## Work order
Work through the entries below and show every line in which "trousers" is found.

(Data supplied begins)

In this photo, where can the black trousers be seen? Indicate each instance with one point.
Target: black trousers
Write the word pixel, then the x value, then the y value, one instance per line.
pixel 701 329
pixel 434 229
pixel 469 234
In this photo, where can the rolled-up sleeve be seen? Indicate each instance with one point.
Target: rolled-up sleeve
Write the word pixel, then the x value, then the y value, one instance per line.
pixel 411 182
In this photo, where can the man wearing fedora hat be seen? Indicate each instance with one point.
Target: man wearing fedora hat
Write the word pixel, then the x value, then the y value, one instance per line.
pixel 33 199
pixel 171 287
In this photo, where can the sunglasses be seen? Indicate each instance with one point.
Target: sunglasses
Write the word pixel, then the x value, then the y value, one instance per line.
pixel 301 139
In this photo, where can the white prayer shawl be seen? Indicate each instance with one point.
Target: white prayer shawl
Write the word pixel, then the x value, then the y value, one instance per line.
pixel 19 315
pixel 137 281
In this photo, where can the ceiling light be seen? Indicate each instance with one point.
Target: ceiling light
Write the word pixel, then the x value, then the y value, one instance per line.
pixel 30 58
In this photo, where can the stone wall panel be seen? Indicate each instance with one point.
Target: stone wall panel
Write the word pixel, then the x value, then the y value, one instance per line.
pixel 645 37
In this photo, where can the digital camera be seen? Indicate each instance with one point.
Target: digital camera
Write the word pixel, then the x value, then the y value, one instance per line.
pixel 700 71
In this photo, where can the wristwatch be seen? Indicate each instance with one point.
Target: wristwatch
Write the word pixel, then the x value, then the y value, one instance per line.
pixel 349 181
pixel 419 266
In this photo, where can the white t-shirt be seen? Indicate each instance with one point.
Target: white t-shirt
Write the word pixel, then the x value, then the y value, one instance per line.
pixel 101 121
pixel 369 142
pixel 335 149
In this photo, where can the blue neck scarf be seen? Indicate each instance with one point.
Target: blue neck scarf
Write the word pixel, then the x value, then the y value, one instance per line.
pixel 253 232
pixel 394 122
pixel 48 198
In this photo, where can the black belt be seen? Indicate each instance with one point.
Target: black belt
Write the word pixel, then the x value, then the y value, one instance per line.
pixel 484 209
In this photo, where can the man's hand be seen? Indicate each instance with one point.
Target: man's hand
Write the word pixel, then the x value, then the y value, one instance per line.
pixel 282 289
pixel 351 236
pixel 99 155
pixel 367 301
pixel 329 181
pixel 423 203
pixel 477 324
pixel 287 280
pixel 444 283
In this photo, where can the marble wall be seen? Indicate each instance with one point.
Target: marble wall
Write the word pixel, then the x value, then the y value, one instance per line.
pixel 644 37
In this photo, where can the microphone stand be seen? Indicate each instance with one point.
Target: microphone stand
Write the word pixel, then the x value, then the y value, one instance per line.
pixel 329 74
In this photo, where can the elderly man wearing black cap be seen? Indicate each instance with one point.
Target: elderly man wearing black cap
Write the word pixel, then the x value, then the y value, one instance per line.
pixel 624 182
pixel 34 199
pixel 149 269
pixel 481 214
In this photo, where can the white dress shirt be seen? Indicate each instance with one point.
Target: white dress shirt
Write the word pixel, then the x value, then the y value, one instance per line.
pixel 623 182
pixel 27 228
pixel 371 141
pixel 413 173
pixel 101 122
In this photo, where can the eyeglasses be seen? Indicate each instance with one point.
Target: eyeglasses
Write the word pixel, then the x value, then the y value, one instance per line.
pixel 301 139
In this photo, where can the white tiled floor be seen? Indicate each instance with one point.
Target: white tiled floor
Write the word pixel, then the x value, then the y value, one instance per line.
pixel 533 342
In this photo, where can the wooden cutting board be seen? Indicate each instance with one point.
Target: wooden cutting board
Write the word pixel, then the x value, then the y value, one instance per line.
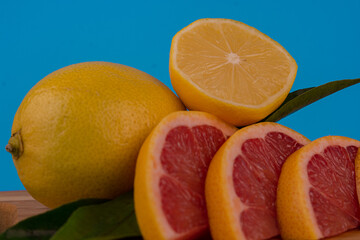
pixel 27 207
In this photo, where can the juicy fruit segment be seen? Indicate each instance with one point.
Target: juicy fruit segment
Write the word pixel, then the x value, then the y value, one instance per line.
pixel 233 70
pixel 317 192
pixel 242 181
pixel 170 175
pixel 80 129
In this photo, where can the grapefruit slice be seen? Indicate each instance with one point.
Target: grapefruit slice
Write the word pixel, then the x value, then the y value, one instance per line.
pixel 317 192
pixel 232 70
pixel 170 175
pixel 242 181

(Data supplied ends)

## Task answer
In this photo, where can the black trousers be seen? Indicate each instance with one point.
Target: black trousers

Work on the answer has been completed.